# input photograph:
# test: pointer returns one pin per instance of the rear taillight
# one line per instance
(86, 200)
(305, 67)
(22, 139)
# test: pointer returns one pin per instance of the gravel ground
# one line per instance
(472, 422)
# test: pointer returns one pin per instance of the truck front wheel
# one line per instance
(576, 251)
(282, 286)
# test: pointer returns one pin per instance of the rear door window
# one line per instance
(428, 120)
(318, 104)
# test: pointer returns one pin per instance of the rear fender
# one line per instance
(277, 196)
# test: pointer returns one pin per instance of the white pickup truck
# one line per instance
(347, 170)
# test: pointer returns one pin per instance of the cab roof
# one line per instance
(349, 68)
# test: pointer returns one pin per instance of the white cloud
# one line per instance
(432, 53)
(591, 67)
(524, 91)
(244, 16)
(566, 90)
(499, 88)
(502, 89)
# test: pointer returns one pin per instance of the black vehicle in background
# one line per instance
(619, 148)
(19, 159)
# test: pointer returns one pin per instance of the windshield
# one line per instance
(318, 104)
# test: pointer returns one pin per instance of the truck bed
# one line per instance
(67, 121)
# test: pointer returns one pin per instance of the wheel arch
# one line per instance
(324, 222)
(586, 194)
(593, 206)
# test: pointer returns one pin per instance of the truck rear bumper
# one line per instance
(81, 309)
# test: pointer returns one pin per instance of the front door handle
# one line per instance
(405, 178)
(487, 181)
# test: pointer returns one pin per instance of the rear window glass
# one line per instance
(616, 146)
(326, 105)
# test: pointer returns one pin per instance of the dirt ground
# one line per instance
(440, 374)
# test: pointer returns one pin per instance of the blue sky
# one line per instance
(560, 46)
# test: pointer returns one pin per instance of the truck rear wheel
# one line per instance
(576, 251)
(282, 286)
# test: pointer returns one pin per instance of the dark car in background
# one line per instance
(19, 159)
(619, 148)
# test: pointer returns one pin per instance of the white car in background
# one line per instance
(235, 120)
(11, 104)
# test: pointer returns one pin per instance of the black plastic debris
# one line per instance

************

(THE EXERCISE)
Copy out the material word for word, starting with the line that contains "truck rear bumper" and ending with its last line.

(OUTPUT BELOW)
# test: pointer returns one pin per instance of the truck rear bumper
# one line per instance
(81, 309)
# test: pointer returns one pin per instance of the front door handle
# one line per instance
(405, 178)
(487, 181)
# test: pointer returns one pin per instance of the rear window glass
# one line per instance
(616, 146)
(326, 105)
# test: pointer returns one pin per instance of the dirt ground
# one line per instance
(440, 374)
# test: pointer returns one pin per instance of the blue sky
# one line per instance
(560, 46)
# test: pointer returns one pin per instance of the truck rear wheel
# one line per instance
(576, 251)
(282, 286)
# test: pointer returns one pin per instance of the dark car in background
# one line per instance
(19, 159)
(619, 148)
# test: pointer returns one pin per instance of the white car in background
# one line per instance
(235, 120)
(11, 104)
# test: pointer returns one pin per instance of the black plastic debris
# one line per instance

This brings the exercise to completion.